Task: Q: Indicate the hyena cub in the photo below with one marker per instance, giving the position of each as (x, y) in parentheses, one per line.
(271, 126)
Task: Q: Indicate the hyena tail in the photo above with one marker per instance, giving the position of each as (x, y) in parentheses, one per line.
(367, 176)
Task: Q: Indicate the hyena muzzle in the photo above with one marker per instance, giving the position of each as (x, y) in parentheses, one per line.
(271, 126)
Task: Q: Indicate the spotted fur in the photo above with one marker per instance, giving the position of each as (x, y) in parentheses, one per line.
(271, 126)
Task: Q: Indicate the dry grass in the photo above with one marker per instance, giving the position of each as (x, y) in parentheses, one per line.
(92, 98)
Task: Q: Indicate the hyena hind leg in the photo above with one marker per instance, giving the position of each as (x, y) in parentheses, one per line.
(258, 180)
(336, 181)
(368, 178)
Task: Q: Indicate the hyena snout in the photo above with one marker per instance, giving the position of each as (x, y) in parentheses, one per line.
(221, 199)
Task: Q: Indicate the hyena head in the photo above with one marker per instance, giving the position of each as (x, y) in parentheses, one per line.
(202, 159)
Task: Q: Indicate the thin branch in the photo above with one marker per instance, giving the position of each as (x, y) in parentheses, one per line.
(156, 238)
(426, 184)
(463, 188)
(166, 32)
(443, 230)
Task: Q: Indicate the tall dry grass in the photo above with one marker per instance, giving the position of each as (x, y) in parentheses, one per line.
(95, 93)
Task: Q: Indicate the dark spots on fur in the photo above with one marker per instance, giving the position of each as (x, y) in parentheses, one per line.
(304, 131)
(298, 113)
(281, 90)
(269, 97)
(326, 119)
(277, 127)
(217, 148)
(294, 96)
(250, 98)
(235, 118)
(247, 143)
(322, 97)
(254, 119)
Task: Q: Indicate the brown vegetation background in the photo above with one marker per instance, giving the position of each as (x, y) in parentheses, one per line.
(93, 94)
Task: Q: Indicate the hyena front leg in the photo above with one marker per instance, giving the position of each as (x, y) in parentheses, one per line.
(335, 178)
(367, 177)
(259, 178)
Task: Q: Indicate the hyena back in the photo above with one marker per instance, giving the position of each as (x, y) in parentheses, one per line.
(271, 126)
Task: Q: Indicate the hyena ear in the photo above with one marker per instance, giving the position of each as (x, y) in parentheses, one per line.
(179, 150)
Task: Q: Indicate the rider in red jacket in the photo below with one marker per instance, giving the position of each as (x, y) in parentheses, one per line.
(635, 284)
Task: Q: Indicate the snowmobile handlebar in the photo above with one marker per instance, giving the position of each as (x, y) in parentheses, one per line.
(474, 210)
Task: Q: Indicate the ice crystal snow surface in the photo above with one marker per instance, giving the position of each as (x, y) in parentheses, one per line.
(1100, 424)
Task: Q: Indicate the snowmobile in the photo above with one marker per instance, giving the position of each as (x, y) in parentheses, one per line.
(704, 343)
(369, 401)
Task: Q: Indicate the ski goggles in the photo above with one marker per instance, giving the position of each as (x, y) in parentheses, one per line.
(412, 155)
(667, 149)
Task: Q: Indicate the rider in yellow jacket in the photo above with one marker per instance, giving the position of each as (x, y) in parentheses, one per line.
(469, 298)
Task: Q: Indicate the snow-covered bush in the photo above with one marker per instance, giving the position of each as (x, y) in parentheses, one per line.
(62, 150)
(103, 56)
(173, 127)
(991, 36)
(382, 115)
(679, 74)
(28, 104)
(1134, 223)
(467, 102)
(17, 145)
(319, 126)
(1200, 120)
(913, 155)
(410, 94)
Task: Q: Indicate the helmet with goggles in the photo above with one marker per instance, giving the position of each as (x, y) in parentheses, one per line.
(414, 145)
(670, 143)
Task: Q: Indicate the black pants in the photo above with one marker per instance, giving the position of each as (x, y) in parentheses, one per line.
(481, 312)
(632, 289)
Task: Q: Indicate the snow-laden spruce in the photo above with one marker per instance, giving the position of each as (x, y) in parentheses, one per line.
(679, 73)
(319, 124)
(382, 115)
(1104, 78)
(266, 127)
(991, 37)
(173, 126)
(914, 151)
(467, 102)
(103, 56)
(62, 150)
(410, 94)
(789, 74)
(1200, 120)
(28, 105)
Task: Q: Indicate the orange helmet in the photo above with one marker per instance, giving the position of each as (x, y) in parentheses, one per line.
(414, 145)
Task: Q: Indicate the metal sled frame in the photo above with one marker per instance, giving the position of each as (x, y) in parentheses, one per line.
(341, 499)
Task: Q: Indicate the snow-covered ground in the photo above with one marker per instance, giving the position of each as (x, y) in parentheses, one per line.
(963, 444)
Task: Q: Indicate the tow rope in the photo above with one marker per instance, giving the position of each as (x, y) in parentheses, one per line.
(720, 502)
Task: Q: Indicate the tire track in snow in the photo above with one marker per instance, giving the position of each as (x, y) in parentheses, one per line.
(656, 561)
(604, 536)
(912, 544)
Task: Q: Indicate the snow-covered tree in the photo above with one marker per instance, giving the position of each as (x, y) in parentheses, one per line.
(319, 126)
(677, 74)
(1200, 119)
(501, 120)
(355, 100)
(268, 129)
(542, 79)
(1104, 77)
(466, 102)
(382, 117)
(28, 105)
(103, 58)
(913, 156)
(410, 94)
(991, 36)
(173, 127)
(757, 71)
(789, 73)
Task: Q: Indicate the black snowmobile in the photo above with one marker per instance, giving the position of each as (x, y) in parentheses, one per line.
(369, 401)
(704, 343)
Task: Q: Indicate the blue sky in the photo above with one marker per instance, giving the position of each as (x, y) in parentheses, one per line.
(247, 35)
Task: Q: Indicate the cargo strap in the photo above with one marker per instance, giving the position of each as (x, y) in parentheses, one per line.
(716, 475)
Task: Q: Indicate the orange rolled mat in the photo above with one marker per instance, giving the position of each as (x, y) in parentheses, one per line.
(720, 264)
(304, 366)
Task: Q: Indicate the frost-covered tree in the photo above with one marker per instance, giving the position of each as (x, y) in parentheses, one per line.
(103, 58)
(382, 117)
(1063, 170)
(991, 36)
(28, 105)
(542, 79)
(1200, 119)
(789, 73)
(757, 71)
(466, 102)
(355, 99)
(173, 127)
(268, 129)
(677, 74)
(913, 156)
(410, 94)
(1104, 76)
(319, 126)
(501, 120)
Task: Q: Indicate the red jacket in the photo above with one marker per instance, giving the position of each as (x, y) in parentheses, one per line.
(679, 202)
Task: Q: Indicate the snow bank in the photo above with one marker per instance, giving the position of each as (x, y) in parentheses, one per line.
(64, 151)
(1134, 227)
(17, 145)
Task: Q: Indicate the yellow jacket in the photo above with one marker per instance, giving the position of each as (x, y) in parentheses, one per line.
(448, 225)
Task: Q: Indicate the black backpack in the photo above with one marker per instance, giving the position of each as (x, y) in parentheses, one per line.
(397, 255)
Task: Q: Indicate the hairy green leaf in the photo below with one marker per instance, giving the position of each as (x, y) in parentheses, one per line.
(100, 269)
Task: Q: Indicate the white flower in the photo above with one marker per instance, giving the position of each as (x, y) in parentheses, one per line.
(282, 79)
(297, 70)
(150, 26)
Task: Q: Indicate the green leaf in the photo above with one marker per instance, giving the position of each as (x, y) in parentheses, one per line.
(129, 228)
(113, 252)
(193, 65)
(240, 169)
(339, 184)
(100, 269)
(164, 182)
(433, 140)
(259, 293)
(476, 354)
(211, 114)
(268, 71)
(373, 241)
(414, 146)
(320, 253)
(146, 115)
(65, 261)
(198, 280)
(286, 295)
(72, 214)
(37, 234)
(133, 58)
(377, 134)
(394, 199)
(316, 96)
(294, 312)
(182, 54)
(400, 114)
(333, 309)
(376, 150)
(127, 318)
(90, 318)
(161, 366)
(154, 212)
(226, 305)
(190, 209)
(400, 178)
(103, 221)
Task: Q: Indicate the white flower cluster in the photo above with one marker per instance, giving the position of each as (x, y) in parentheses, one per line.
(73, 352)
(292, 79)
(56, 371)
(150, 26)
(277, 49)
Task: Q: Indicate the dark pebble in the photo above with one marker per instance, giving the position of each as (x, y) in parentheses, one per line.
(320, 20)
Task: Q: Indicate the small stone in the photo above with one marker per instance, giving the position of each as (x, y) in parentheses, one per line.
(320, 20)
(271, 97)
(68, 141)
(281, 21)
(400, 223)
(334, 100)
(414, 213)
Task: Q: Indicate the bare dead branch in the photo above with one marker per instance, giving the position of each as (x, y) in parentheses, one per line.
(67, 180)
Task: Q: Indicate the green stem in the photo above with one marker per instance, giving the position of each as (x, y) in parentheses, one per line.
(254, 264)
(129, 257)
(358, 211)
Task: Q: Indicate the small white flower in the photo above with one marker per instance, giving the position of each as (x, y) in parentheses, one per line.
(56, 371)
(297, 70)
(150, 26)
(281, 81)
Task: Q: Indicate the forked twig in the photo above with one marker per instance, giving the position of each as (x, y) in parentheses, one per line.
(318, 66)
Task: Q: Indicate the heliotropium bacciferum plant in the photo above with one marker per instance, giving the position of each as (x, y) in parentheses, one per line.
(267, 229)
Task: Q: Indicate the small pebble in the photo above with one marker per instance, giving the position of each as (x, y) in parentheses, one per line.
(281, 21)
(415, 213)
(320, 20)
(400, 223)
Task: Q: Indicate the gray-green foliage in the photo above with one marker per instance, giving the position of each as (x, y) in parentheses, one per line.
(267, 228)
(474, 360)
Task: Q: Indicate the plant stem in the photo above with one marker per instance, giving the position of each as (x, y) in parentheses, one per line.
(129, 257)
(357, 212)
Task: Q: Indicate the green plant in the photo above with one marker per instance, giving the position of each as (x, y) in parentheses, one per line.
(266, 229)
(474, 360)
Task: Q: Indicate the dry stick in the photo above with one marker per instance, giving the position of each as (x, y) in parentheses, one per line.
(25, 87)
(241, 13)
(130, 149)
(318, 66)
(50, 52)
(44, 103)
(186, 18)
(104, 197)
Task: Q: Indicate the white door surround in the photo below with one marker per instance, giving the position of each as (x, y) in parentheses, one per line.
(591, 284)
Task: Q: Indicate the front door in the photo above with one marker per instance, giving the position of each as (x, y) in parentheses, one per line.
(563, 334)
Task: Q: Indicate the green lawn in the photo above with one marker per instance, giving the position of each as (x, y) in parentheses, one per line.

============================================================

• **Task description**
Starting with the line that contains "Task: Q: Indicate the forked", repeat each line through the last one exactly as it appears. Include both ends and nothing more.

• **The completed task**
Task: Q: Indicate the forked twig in the photo above with one marker per instance, giving the position of each as (x, y) in parentheses, one per line.
(318, 66)
Task: Q: Indicate the heliotropium bacciferum plant in the photo above with one marker per instance, giving the position of each as (x, y) in parentheses, one per line.
(267, 229)
Task: Q: Indicate the small pebble in the photo above with one marker per instance, giving the position of each as (x, y) in parentheses, one per line.
(281, 21)
(415, 213)
(320, 20)
(400, 223)
Task: Q: Indicate the gray-green foliage in the photo above with one marker per instance, giving the position of each as (x, y) in parentheses, one per line.
(267, 228)
(474, 360)
Task: Q: Indicate the plant stem in the photo above with one marker per instance, giving the position of each as (x, y) in parentheses, one per line.
(129, 257)
(357, 212)
Task: Q: Indicate the green plant in the photo above with one marker per instance, giving the position of each as (x, y) in parentheses, one per line.
(266, 229)
(474, 360)
Task: Q: Indicate the dry stick in the photo above with one marker per instance, giving the position of each as (x, y) in parentheses, one per line.
(25, 87)
(241, 13)
(130, 149)
(318, 66)
(50, 52)
(44, 103)
(186, 18)
(104, 197)
Task: Q: Indicate the white door surround in the photo below with one marker per instance, giving the position of each as (x, y) in parentheses, one per line.
(591, 284)
Task: Q: Indicate the front door in the photo above with one marker per instance, giving the position of each as (x, y) in parentheses, one per line.
(563, 334)
Task: Q: Indicate the green lawn in the photo above with one marker per instance, giving the position of each as (x, y) in parentheses, one per line.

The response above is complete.